**TO DO**
a. In one to three sentences, explain from the Senate race article why Harris aims his campaign at social conservatives.
b. Carry on the Senate race article from its last sentence.

Republican Mark Harris officially joined North Carolina’s U.S. Senate race Wednesday with an appeal to social and small-government conservatives who helped him win passage of last year’s marriage amendment.
Fresh off leading a revival in Eastern North Carolina, the Charlotte pastor wrapped up a day-long tour in Charlotte after a fly-around to six cities from Wilmington to Asheville.
Harris, 47, is pastor of First Baptist Church and president of the N.C. Baptist State Convention. In his first try for public office, he hopes to turn political inexperience into an advantage.
“It will be pointed out many times in this election that I am not a career politician and that I have not held elective office,” he told crowds. “I plan to be the one pointing that out.”
Harris, who spoke to around 150 supporters at Charlotte’s Blake Hotel, is the second Mecklenburg County Republican in the race to oust Democratic U.S. Sen. Kay Hagan.
Candidates in the May primary include N.C. House Speaker Thom Tillis of Cornelius, Cary physician Greg Brannon and Wilkes County nurse Heather Grant.
Tillis has support from many business and establishment Republicans. Brannon is a favorite of tea party activists.
Harris, who helped lead the 2012 fight for the constitutional amendment that banned gay marriage, hopes to appeal to social conservatives.

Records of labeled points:
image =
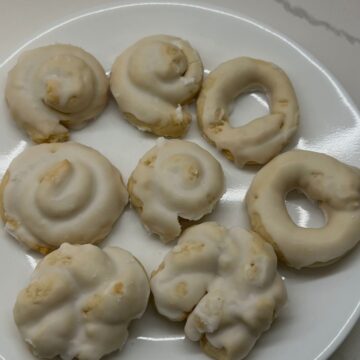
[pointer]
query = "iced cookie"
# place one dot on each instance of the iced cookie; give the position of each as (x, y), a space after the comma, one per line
(335, 187)
(173, 181)
(153, 79)
(225, 284)
(63, 192)
(261, 139)
(54, 88)
(80, 301)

**SOLVED TASKS**
a. Harris helped lead the 2012 fight for the constitutional amendment that banned gay marriage. Social and small-government conservatives helped him win passage of that amendment, so he is appealing to them again in his Senate bid.

b.
Wednesday, he told supporters that American “must recommit to those values which made America great – traditional values of faith and family.”
“He does fill that void in a way that a really strong social conservative seems to have been missing from this race,” said Jennifer Duffy, an analyst with the nonpartisan Cook Political Report.
“At the same time, we’re talking about somebody who has never run before and hasn’t been tested on the trail.”
Though his draft committee and campaign have yet to file finance reports, Harris said he’s already raised “over six figures.”
Tillis had raised $277,000 through June. Brannon campaign officials said he has raised $275,000, “solidifying (his) position as the foremost grassroots candidate in the race.”
Accompanying Harris on his tour were his wife, Beth, and former state party chair Robin Hayes, who is co-chairing his campaign.
Harris didn’t retreat from remarks he made last week that took a hard line on Washington’s current budget impasse.
Asked Wednesday about the federal shutdown, he blamed what he called “stalemating by the president and (Democratic Senate Majority Leader) Harry Reid.”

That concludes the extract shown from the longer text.